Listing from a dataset
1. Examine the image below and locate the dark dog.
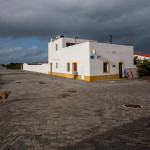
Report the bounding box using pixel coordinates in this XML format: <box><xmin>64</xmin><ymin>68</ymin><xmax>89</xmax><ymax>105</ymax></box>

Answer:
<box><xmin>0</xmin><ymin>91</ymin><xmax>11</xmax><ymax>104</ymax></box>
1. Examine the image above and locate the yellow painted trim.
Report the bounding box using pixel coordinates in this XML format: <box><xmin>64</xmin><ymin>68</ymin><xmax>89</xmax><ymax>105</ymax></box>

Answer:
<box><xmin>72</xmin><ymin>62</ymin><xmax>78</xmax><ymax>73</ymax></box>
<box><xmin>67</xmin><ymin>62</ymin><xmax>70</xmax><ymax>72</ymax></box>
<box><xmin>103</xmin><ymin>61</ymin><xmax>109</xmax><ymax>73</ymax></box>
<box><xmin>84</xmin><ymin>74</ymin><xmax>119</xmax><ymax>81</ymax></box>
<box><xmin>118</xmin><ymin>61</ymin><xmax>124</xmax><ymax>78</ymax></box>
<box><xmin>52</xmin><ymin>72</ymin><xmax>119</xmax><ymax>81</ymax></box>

...

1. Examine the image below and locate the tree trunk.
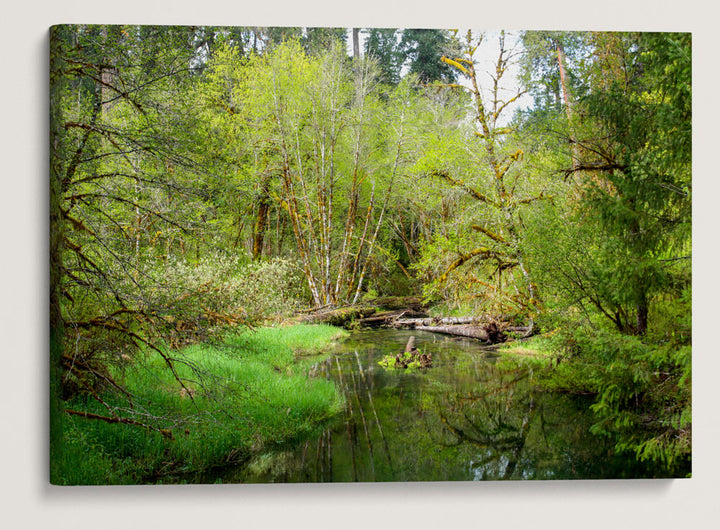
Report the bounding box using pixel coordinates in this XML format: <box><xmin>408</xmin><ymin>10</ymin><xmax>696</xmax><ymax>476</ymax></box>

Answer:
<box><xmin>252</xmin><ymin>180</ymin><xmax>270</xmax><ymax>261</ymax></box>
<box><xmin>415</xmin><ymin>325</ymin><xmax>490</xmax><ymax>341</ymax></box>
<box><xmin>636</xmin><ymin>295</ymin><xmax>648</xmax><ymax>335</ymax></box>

- THE TASK -
Find every line in the listing above that contains the word "locate", and copy each of those lines.

- FULL OUTPUT -
1. Examine the image below and locate the dark dog.
1. Examine the image above and locate the yellow painted trim.
1. Examine the image below and locate the tree trunk.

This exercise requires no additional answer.